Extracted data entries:
--
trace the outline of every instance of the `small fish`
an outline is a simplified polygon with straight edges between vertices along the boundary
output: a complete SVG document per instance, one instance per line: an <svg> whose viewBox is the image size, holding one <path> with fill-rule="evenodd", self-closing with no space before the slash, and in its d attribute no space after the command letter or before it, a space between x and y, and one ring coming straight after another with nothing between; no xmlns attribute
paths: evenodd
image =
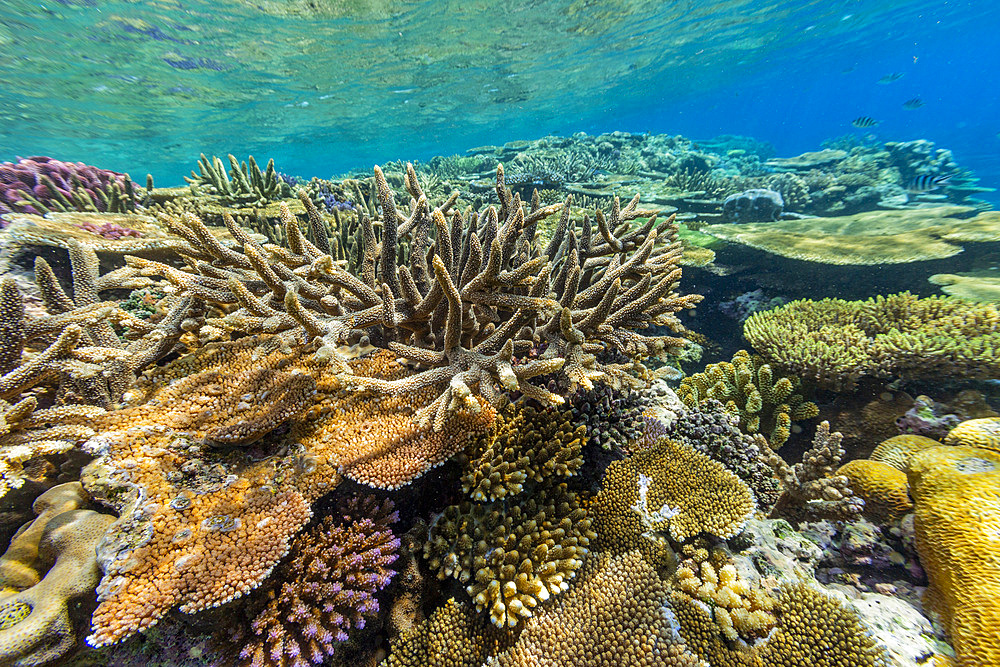
<svg viewBox="0 0 1000 667"><path fill-rule="evenodd" d="M919 109L924 106L924 101L919 97L913 97L903 102L904 109Z"/></svg>
<svg viewBox="0 0 1000 667"><path fill-rule="evenodd" d="M871 116L858 116L851 121L851 125L854 127L875 127L882 121L875 120Z"/></svg>
<svg viewBox="0 0 1000 667"><path fill-rule="evenodd" d="M910 181L910 185L906 189L910 192L930 192L937 190L942 185L947 185L950 180L951 176L920 174Z"/></svg>
<svg viewBox="0 0 1000 667"><path fill-rule="evenodd" d="M878 82L883 86L887 86L893 81L899 81L902 78L903 78L902 72L893 72L892 74L886 74L881 79L879 79Z"/></svg>

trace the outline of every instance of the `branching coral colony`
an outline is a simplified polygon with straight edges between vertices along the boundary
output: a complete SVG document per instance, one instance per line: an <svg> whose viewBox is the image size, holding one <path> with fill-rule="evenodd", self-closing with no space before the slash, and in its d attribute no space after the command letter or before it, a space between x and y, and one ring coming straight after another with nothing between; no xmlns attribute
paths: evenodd
<svg viewBox="0 0 1000 667"><path fill-rule="evenodd" d="M184 241L183 264L128 256L100 276L93 249L74 245L72 298L36 266L40 318L26 318L4 282L0 445L10 447L0 455L16 475L35 445L65 451L89 438L99 458L84 485L121 515L98 547L92 645L260 585L343 477L399 488L491 428L505 402L559 404L598 380L644 385L635 362L683 344L639 333L681 332L677 312L701 296L677 292L677 227L639 209L638 195L581 224L570 198L523 204L502 167L499 209L475 212L457 210L457 194L432 208L409 165L408 208L378 167L375 182L381 215L360 208L353 273L302 193L312 241L287 208L287 247L228 215L235 242L191 214L162 215ZM556 214L540 243L539 221ZM156 323L98 296L152 286L167 294ZM531 382L539 376L547 388ZM36 398L22 394L39 384L39 400L67 406L29 417Z"/></svg>
<svg viewBox="0 0 1000 667"><path fill-rule="evenodd" d="M572 387L636 383L630 364L602 363L602 352L641 358L676 350L680 338L646 336L650 325L682 329L675 314L700 295L681 296L681 246L673 219L657 224L655 211L624 208L617 200L608 218L596 211L597 230L585 216L579 234L562 205L525 207L497 169L499 210L455 209L458 195L431 208L408 165L409 211L396 207L382 171L375 168L381 220L362 211L360 275L333 261L327 227L308 197L315 243L285 213L288 248L259 244L231 218L226 224L242 245L219 243L193 215L164 217L188 239L188 267L129 257L134 276L162 276L181 294L225 311L208 324L254 333L291 331L318 341L317 357L332 359L338 346L362 340L385 348L421 369L398 380L356 377L354 386L403 395L428 387L440 395L418 418L440 430L448 417L478 412L481 397L494 407L505 392L544 404L563 399L528 382L561 371ZM536 242L538 222L559 213L552 239ZM647 218L644 224L630 224ZM375 226L381 226L381 243ZM406 264L398 257L408 256Z"/></svg>

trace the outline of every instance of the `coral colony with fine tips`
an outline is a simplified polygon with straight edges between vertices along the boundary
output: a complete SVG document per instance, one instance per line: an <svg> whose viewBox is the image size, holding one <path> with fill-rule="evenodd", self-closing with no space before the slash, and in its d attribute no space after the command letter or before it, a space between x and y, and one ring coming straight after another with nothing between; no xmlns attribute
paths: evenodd
<svg viewBox="0 0 1000 667"><path fill-rule="evenodd" d="M0 667L1000 667L1000 6L841 4L6 3Z"/></svg>

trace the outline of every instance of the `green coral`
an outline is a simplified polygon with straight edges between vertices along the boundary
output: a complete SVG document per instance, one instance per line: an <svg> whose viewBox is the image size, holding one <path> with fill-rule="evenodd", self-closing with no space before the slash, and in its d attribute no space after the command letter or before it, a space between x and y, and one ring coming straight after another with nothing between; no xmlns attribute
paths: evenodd
<svg viewBox="0 0 1000 667"><path fill-rule="evenodd" d="M202 153L198 160L198 172L192 171L191 177L184 179L191 185L192 194L200 196L207 192L219 197L225 204L261 206L292 194L291 187L278 179L274 160L268 160L261 171L252 155L243 163L229 155L227 174L221 158L213 155L209 159Z"/></svg>
<svg viewBox="0 0 1000 667"><path fill-rule="evenodd" d="M793 301L752 315L743 335L783 372L839 390L864 376L997 377L998 324L996 304L903 292L866 301Z"/></svg>
<svg viewBox="0 0 1000 667"><path fill-rule="evenodd" d="M709 364L704 372L681 381L677 395L684 404L697 408L706 399L715 399L739 416L745 433L767 433L773 447L788 440L793 421L812 419L819 408L796 393L798 378L775 377L771 366L746 350L732 361Z"/></svg>

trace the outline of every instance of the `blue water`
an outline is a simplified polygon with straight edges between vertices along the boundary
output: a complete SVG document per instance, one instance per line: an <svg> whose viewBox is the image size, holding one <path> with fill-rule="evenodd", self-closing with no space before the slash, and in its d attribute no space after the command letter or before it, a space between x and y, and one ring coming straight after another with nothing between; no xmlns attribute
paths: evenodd
<svg viewBox="0 0 1000 667"><path fill-rule="evenodd" d="M792 155L871 132L934 141L1000 184L995 3L5 5L2 159L166 185L201 152L327 176L548 133L744 134Z"/></svg>

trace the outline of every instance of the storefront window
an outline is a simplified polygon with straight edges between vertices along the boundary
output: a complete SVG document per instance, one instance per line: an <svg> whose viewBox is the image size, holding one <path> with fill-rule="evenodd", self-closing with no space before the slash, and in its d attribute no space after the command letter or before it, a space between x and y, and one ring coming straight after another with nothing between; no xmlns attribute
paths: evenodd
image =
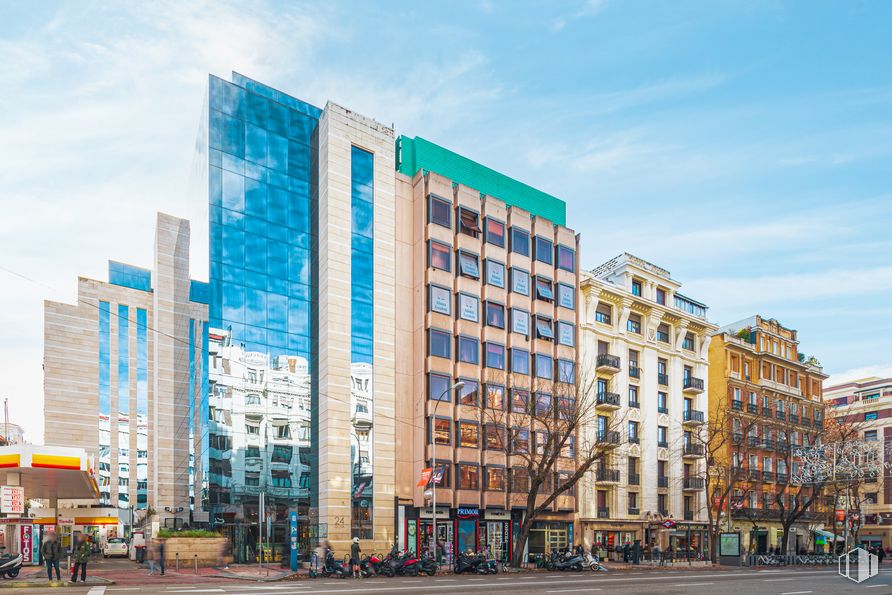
--
YOUR TASK
For each line in the data that contains the string "trace", give a copy of that line.

OUTPUT OF THE TASK
trace the outline of every instance of the `small fish`
trace the outline of every instance of the `branching coral colony`
trace the outline of every instance of the `coral colony with fine tips`
trace the outline of every instance of the `green coral`
trace the outline of every instance of the `blue water`
trace the outline of every instance of the storefront window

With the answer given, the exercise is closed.